■ AVAILABLE RECORDS:

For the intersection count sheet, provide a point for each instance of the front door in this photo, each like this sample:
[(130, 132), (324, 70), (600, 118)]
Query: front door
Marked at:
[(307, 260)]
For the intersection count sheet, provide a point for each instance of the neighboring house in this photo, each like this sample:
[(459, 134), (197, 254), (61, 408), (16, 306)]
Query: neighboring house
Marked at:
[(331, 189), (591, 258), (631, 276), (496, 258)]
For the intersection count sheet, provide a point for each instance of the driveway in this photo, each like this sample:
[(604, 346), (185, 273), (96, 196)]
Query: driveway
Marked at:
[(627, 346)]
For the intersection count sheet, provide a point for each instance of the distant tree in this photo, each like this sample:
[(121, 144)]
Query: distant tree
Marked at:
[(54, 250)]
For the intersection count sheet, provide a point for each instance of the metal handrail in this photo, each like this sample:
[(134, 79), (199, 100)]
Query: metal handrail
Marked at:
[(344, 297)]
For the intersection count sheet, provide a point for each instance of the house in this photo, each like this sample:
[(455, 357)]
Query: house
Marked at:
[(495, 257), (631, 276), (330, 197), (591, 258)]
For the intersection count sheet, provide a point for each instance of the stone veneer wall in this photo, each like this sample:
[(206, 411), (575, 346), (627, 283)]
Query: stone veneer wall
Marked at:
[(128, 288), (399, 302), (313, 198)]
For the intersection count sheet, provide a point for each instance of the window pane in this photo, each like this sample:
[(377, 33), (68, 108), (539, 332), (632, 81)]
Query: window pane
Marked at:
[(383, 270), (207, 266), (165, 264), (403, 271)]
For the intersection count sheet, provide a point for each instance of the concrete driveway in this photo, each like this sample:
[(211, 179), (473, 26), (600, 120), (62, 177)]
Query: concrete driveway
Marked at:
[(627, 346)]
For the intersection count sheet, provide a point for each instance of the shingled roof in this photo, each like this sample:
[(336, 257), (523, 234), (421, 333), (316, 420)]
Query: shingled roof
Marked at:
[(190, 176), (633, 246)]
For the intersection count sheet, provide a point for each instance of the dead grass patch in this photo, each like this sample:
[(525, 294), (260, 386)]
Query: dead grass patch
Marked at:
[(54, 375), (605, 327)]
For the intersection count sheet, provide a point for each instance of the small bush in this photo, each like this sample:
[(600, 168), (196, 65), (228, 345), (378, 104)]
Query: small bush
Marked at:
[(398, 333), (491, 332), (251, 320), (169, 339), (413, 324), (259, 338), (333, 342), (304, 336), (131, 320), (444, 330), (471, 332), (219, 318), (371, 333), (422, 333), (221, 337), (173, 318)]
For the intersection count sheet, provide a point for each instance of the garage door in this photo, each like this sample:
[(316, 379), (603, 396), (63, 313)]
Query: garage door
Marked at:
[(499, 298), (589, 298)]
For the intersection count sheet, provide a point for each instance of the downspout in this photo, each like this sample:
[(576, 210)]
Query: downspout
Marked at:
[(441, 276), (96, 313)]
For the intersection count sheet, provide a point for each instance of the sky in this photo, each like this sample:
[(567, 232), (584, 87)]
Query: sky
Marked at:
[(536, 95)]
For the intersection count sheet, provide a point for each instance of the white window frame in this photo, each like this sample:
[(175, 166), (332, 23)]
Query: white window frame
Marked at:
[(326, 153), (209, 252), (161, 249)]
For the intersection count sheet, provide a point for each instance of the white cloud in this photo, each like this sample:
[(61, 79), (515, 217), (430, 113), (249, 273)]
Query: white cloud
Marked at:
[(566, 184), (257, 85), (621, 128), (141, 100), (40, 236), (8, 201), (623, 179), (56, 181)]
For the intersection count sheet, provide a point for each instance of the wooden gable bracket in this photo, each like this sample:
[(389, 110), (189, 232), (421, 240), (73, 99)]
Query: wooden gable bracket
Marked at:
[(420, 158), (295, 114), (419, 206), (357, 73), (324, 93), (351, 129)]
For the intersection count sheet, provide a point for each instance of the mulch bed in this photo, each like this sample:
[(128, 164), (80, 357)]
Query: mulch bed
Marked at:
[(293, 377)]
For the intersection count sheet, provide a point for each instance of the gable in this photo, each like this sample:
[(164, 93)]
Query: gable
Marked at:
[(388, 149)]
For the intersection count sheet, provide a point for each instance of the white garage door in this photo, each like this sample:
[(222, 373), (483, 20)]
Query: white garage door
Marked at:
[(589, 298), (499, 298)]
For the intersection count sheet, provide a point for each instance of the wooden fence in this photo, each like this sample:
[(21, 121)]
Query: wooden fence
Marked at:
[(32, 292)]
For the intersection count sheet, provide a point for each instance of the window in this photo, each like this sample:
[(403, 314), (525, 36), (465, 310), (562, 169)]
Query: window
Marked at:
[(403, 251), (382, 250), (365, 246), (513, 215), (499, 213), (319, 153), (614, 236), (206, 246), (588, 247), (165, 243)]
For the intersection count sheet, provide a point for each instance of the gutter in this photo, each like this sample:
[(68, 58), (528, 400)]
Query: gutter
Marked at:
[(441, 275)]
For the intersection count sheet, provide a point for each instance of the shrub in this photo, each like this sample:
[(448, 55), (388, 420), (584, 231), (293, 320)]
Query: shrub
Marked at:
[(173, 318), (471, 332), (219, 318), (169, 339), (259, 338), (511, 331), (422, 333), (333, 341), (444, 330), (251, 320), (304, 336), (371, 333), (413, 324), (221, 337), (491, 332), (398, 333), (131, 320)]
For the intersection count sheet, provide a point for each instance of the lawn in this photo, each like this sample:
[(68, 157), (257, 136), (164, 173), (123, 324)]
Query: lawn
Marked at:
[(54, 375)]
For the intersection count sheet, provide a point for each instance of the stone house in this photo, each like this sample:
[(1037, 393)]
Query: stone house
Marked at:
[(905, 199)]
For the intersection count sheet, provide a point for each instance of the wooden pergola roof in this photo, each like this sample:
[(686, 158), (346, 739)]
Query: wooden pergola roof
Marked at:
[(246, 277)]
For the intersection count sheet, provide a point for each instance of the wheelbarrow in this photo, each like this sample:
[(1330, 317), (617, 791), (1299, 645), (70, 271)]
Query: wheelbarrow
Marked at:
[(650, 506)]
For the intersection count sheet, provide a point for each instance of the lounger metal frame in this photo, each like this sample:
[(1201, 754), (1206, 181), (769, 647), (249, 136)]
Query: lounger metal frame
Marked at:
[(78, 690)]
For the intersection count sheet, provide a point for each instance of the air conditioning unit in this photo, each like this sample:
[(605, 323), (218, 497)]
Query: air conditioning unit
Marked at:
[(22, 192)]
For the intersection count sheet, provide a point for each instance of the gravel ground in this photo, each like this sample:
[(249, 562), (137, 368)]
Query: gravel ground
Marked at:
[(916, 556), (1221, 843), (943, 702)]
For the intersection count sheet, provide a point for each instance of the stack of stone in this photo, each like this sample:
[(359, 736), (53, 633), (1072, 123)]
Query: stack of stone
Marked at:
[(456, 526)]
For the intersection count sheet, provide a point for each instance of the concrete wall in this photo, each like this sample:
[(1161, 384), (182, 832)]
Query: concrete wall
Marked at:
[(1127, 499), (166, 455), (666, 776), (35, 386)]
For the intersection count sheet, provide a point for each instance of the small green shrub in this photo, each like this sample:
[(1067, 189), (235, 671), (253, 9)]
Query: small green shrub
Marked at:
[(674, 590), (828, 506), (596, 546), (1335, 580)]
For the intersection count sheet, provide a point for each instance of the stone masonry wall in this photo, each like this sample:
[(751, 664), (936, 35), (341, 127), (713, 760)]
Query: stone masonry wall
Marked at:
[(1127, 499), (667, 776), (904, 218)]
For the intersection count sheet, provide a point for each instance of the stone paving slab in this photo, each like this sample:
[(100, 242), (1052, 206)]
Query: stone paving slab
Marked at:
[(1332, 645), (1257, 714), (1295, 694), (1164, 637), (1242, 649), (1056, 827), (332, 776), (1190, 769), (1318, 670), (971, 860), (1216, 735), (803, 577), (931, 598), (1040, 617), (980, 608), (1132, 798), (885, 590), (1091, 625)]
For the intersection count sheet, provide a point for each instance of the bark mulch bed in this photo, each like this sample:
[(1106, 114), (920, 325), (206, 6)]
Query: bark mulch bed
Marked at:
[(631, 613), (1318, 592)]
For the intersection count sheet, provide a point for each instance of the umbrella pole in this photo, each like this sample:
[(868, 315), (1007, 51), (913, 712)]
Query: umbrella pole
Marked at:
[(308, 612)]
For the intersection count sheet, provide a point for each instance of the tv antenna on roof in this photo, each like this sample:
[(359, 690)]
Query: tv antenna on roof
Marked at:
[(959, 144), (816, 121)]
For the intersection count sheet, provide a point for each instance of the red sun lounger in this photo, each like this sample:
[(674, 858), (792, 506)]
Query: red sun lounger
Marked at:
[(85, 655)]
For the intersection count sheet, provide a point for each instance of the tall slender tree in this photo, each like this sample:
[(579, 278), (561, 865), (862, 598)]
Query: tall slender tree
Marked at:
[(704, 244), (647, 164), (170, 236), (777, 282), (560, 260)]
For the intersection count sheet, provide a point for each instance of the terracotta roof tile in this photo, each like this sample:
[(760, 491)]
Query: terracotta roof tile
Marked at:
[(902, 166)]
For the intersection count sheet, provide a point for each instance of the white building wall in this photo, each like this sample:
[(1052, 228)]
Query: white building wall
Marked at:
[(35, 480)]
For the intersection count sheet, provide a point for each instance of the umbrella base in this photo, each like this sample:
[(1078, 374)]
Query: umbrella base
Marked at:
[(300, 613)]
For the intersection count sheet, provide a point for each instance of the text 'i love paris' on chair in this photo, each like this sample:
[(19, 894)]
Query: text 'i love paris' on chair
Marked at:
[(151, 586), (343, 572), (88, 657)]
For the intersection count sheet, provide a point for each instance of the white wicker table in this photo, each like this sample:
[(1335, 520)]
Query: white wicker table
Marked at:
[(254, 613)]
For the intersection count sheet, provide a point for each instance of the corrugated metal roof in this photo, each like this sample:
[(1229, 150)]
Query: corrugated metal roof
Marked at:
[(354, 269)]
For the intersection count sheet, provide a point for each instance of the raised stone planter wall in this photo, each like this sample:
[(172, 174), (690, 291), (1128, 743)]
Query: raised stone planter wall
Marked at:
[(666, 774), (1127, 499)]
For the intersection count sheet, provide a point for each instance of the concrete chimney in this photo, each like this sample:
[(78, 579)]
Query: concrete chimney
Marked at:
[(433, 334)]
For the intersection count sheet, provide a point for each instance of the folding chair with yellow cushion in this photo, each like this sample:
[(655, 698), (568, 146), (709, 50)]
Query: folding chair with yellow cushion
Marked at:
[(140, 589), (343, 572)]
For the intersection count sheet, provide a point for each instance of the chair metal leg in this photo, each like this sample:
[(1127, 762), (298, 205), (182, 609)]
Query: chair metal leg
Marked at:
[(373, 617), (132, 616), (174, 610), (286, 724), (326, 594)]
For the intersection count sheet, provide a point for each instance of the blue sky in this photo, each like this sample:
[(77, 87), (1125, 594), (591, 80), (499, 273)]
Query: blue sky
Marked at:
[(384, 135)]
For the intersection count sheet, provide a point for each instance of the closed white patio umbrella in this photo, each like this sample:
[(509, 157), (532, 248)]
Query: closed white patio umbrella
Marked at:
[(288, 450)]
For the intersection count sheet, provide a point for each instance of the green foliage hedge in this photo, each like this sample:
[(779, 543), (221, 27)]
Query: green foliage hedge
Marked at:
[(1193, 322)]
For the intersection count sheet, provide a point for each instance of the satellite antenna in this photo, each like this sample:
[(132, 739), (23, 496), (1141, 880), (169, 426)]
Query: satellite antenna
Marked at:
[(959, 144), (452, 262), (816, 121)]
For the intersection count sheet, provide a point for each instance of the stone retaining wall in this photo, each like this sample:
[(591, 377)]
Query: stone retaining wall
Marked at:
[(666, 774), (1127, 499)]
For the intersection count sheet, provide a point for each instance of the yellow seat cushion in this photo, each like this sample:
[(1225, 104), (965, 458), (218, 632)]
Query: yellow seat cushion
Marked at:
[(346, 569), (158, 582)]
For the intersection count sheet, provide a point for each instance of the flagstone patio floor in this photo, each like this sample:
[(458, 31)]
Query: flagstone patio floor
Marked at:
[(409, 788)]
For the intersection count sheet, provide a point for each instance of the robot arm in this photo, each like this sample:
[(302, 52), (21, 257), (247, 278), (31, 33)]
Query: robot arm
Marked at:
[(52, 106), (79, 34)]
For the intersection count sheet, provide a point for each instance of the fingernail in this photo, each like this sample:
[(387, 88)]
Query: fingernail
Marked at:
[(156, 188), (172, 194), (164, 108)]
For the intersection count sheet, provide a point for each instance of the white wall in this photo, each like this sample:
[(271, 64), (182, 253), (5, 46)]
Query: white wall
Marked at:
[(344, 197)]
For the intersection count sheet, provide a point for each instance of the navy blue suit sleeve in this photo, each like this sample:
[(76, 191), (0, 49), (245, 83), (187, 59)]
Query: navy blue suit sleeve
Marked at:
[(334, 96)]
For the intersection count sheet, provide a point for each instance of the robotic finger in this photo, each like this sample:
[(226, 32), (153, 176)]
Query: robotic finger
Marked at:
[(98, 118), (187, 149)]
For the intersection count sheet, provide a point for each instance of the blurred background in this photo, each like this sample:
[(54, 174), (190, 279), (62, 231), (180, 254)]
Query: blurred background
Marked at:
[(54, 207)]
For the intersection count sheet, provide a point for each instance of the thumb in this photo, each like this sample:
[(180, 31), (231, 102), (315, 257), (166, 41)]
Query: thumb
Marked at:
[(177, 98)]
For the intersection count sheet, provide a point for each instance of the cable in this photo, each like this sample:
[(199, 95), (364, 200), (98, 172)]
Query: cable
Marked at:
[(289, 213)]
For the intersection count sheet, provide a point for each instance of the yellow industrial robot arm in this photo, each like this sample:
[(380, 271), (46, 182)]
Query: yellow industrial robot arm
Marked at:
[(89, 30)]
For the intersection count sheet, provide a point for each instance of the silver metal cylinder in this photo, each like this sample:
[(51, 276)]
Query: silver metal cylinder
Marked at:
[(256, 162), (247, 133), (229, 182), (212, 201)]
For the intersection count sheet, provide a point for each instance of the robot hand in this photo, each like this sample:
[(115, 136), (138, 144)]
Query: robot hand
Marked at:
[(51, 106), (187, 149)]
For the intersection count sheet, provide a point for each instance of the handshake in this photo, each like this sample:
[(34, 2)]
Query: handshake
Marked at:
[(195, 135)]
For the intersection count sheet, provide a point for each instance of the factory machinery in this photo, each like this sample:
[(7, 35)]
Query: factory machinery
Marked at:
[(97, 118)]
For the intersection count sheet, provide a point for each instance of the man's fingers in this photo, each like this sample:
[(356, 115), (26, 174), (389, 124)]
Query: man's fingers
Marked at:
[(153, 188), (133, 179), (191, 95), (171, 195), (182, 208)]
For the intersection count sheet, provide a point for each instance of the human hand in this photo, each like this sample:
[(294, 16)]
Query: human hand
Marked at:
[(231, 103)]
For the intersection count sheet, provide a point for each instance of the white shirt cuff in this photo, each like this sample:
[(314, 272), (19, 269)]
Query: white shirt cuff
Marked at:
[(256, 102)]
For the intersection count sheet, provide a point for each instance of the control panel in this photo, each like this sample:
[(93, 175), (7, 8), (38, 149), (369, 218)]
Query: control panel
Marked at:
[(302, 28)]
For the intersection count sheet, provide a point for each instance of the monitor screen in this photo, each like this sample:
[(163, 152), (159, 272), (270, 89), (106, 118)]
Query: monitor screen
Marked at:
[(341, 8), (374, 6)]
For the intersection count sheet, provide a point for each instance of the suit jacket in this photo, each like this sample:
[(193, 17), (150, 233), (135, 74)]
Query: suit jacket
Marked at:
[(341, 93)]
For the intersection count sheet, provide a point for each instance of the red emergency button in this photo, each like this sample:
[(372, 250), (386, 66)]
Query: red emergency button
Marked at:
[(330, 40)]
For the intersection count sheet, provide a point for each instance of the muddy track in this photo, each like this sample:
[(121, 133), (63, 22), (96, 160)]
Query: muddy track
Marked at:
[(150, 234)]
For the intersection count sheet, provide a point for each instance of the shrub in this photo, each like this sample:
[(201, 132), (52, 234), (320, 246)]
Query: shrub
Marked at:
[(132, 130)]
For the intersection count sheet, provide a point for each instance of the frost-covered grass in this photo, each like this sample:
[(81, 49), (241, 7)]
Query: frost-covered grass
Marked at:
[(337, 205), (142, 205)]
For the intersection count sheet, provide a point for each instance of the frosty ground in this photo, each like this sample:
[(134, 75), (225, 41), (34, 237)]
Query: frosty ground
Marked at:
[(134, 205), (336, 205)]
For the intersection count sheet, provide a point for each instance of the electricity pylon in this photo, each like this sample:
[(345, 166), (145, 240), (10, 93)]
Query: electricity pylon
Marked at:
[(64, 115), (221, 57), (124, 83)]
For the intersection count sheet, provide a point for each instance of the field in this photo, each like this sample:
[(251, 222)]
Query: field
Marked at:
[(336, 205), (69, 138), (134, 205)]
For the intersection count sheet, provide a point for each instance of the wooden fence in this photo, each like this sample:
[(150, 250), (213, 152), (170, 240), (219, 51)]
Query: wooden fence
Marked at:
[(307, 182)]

■ TASK PROMPT:
Rewrite the entry lines above as a numbered list, beginning with the line that contains "of the man's" and going on through the line that contains "[(153, 188), (133, 179), (191, 95), (171, 195), (182, 208)]", and leave out any blank lines.

■ RESULT:
1. For the intersection count sheet, provide a point for each instance of the man's fingers in this photo, each like this sample:
2. [(356, 115), (26, 174), (389, 124)]
3. Query: man's fingers
4. Marked at:
5. [(153, 188), (133, 179), (191, 95), (171, 195), (182, 208)]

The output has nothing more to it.